Count how many of the lines below contain the word "metal", and give only that number.

====================

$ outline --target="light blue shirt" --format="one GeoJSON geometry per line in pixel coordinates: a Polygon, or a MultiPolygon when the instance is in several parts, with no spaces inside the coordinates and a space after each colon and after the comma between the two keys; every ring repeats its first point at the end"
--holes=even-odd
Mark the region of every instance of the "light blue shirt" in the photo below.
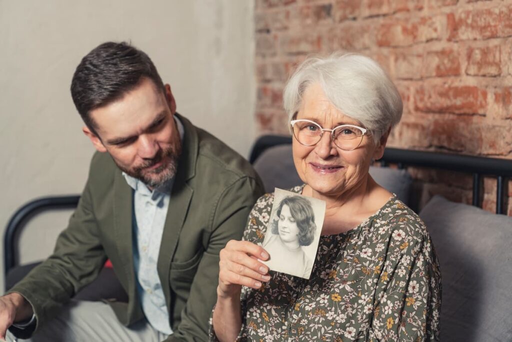
{"type": "MultiPolygon", "coordinates": [[[[183,140],[183,125],[178,118],[175,120],[183,140]]],[[[173,330],[157,263],[174,179],[152,191],[141,180],[123,175],[134,190],[133,260],[139,299],[150,324],[170,335],[173,330]]]]}

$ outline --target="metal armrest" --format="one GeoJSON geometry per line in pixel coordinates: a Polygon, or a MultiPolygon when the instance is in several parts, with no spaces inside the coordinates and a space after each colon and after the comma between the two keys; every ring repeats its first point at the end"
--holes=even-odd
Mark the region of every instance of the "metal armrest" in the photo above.
{"type": "Polygon", "coordinates": [[[26,223],[35,215],[46,210],[76,207],[80,196],[56,196],[37,198],[27,203],[11,217],[4,235],[4,275],[7,274],[15,265],[15,255],[18,248],[15,239],[26,223]]]}

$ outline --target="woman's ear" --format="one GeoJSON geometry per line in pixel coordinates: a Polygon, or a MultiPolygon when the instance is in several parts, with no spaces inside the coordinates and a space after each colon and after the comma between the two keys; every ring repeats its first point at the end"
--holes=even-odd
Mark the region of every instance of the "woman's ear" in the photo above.
{"type": "Polygon", "coordinates": [[[384,155],[384,149],[386,148],[386,144],[388,143],[388,138],[389,137],[389,134],[391,132],[391,128],[390,127],[386,132],[382,133],[380,136],[380,138],[377,142],[377,147],[373,152],[373,159],[377,160],[382,157],[384,155]]]}

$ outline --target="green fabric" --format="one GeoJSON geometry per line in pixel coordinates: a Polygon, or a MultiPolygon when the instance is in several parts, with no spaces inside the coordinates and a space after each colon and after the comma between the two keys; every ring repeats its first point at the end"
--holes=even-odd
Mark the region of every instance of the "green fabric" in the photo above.
{"type": "MultiPolygon", "coordinates": [[[[263,186],[248,163],[219,140],[179,116],[183,153],[173,188],[157,268],[174,333],[168,340],[207,339],[215,303],[219,253],[240,239],[263,186]]],[[[122,324],[143,317],[132,255],[132,189],[106,153],[93,157],[85,189],[53,254],[10,292],[32,304],[37,327],[97,276],[107,258],[128,294],[111,304],[122,324]]],[[[27,337],[31,329],[14,329],[27,337]]]]}
{"type": "MultiPolygon", "coordinates": [[[[258,200],[244,239],[263,243],[273,201],[258,200]]],[[[261,289],[242,289],[239,340],[439,339],[437,258],[421,219],[396,197],[347,233],[322,236],[309,280],[270,274],[261,289]]]]}

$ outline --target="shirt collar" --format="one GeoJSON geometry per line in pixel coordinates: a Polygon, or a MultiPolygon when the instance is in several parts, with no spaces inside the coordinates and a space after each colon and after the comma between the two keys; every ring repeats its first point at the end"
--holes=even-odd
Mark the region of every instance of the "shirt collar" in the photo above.
{"type": "MultiPolygon", "coordinates": [[[[176,115],[173,115],[174,117],[174,122],[176,123],[176,126],[178,127],[178,131],[180,133],[180,140],[182,142],[183,141],[183,136],[185,134],[185,130],[183,128],[183,124],[181,123],[181,121],[178,118],[176,115]]],[[[142,191],[144,192],[147,191],[147,193],[154,193],[155,191],[158,191],[164,194],[170,194],[170,190],[173,188],[173,184],[174,183],[174,177],[173,177],[171,179],[169,179],[165,183],[153,189],[153,191],[150,190],[147,188],[147,186],[144,184],[142,180],[138,179],[137,178],[132,177],[130,176],[124,172],[122,173],[123,176],[124,177],[124,179],[126,181],[126,183],[128,185],[130,186],[132,189],[137,191],[142,191]]]]}

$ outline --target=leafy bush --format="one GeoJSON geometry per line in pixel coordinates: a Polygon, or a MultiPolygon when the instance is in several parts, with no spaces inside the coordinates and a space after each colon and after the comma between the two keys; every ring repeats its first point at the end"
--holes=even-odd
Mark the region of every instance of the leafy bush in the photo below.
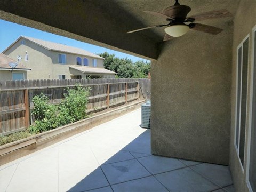
{"type": "Polygon", "coordinates": [[[35,124],[29,130],[39,133],[86,118],[86,110],[89,101],[89,89],[76,85],[74,89],[67,88],[65,99],[59,105],[48,104],[49,98],[42,93],[33,99],[35,108],[35,124]]]}

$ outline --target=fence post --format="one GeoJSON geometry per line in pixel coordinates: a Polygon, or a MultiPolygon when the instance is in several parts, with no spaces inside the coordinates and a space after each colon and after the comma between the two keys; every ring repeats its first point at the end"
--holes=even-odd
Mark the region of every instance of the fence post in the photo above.
{"type": "Polygon", "coordinates": [[[108,90],[107,90],[107,106],[109,108],[109,84],[108,84],[108,90]]]}
{"type": "Polygon", "coordinates": [[[125,103],[127,103],[127,90],[128,90],[128,83],[126,82],[125,83],[125,103]]]}
{"type": "Polygon", "coordinates": [[[29,127],[29,99],[28,98],[28,90],[24,90],[24,104],[25,107],[25,126],[29,127]]]}

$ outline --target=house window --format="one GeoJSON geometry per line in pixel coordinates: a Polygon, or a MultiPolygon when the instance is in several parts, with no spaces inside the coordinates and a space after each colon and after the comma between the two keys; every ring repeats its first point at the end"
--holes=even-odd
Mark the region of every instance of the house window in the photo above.
{"type": "Polygon", "coordinates": [[[97,60],[96,59],[92,59],[92,66],[94,67],[97,67],[97,60]]]}
{"type": "Polygon", "coordinates": [[[66,79],[65,75],[59,75],[59,79],[66,79]]]}
{"type": "Polygon", "coordinates": [[[81,57],[77,57],[76,58],[76,65],[82,65],[82,59],[81,57]]]}
{"type": "Polygon", "coordinates": [[[66,64],[66,54],[59,53],[59,63],[66,64]]]}
{"type": "Polygon", "coordinates": [[[84,66],[88,66],[88,59],[84,58],[84,66]]]}
{"type": "Polygon", "coordinates": [[[28,61],[28,52],[26,52],[26,54],[25,54],[25,61],[28,61]]]}
{"type": "Polygon", "coordinates": [[[252,31],[252,93],[248,133],[248,155],[246,181],[251,191],[256,191],[256,26],[252,31]]]}
{"type": "Polygon", "coordinates": [[[24,73],[13,73],[12,80],[24,80],[24,73]]]}
{"type": "Polygon", "coordinates": [[[244,167],[247,110],[249,37],[237,49],[237,84],[235,146],[242,166],[244,167]]]}

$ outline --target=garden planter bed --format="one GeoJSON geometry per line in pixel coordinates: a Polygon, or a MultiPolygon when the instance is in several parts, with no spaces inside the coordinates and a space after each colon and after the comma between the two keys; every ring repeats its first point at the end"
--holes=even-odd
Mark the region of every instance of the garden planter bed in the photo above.
{"type": "Polygon", "coordinates": [[[139,109],[145,101],[139,101],[85,119],[0,146],[0,165],[139,109]]]}

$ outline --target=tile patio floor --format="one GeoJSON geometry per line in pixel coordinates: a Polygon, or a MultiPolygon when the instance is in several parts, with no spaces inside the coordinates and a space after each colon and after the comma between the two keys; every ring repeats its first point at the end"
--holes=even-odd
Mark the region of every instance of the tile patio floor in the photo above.
{"type": "Polygon", "coordinates": [[[152,156],[138,110],[0,166],[1,191],[234,191],[228,167],[152,156]]]}

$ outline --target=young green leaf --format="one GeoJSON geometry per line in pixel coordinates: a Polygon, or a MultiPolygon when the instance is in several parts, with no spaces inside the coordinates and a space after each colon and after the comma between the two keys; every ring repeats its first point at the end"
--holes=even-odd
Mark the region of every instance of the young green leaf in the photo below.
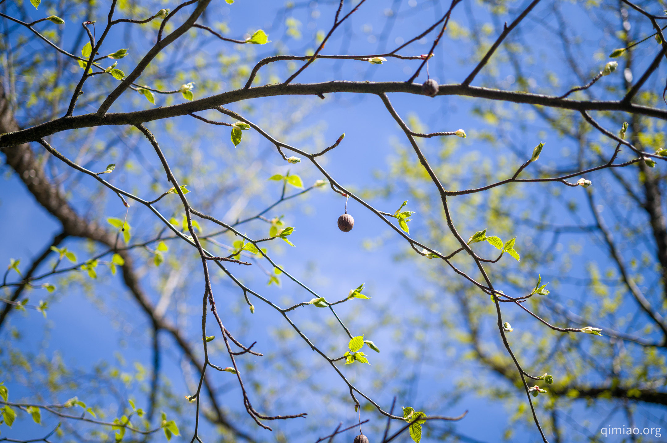
{"type": "Polygon", "coordinates": [[[348,299],[350,300],[350,298],[366,298],[366,299],[370,298],[370,297],[366,297],[363,294],[362,294],[362,291],[364,290],[364,284],[365,284],[362,283],[357,288],[357,289],[350,290],[350,293],[348,294],[348,299]]]}
{"type": "Polygon", "coordinates": [[[314,305],[317,308],[327,308],[329,306],[323,297],[313,298],[308,302],[308,304],[314,305]]]}
{"type": "Polygon", "coordinates": [[[65,20],[63,20],[57,15],[49,15],[49,17],[46,17],[46,19],[48,20],[49,21],[53,22],[56,25],[63,25],[63,23],[65,23],[65,20]]]}
{"type": "Polygon", "coordinates": [[[492,246],[494,246],[500,250],[501,251],[503,250],[502,240],[501,240],[499,237],[496,237],[496,236],[491,236],[490,237],[487,237],[484,240],[486,240],[488,242],[488,244],[492,246]]]}
{"type": "MultiPolygon", "coordinates": [[[[354,360],[360,363],[368,363],[368,359],[366,358],[366,354],[361,352],[355,353],[354,360]]],[[[370,363],[368,363],[368,364],[370,364],[370,363]]]]}
{"type": "Polygon", "coordinates": [[[255,45],[265,45],[268,41],[268,36],[261,29],[255,31],[249,38],[245,39],[245,43],[255,45]]]}
{"type": "Polygon", "coordinates": [[[116,80],[122,80],[125,78],[125,73],[120,69],[113,69],[109,71],[116,80]]]}
{"type": "Polygon", "coordinates": [[[468,244],[471,243],[478,243],[480,242],[484,242],[486,240],[486,229],[485,228],[484,231],[478,231],[475,234],[470,236],[470,238],[468,239],[468,244]]]}
{"type": "Polygon", "coordinates": [[[0,398],[2,398],[2,399],[6,402],[9,395],[9,390],[7,388],[7,386],[5,386],[5,382],[0,382],[0,398]]]}
{"type": "Polygon", "coordinates": [[[241,129],[237,129],[235,127],[231,129],[231,143],[234,143],[234,147],[239,145],[241,143],[241,137],[243,136],[243,133],[241,132],[241,129]]]}
{"type": "Polygon", "coordinates": [[[364,347],[364,336],[357,336],[350,340],[348,348],[352,352],[356,352],[364,347]]]}
{"type": "Polygon", "coordinates": [[[380,348],[376,346],[376,344],[370,340],[364,340],[364,342],[366,344],[366,346],[372,349],[376,352],[380,352],[380,348]]]}
{"type": "Polygon", "coordinates": [[[16,412],[9,405],[5,404],[2,409],[2,418],[5,420],[5,424],[11,428],[11,425],[14,424],[14,420],[16,419],[16,412]]]}
{"type": "Polygon", "coordinates": [[[84,59],[87,59],[90,57],[91,53],[93,51],[93,47],[90,45],[90,42],[89,41],[83,47],[81,48],[81,57],[84,59]]]}
{"type": "Polygon", "coordinates": [[[291,235],[291,234],[293,232],[294,232],[294,228],[292,228],[291,226],[287,226],[285,229],[280,230],[278,232],[278,235],[277,236],[277,237],[279,237],[280,238],[281,238],[283,240],[285,240],[285,242],[287,242],[287,243],[288,245],[289,245],[290,246],[293,247],[294,245],[293,245],[291,244],[291,242],[287,239],[287,236],[291,235]]]}
{"type": "Polygon", "coordinates": [[[107,57],[109,57],[109,58],[110,58],[110,59],[113,59],[117,60],[119,59],[122,59],[123,57],[125,57],[127,55],[127,49],[118,49],[118,51],[116,51],[113,54],[109,54],[109,55],[107,55],[107,57]]]}

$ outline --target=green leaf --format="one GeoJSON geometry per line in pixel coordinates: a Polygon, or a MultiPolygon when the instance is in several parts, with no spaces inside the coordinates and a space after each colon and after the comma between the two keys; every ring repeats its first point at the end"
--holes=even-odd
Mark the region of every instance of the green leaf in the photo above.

====================

- Worked solution:
2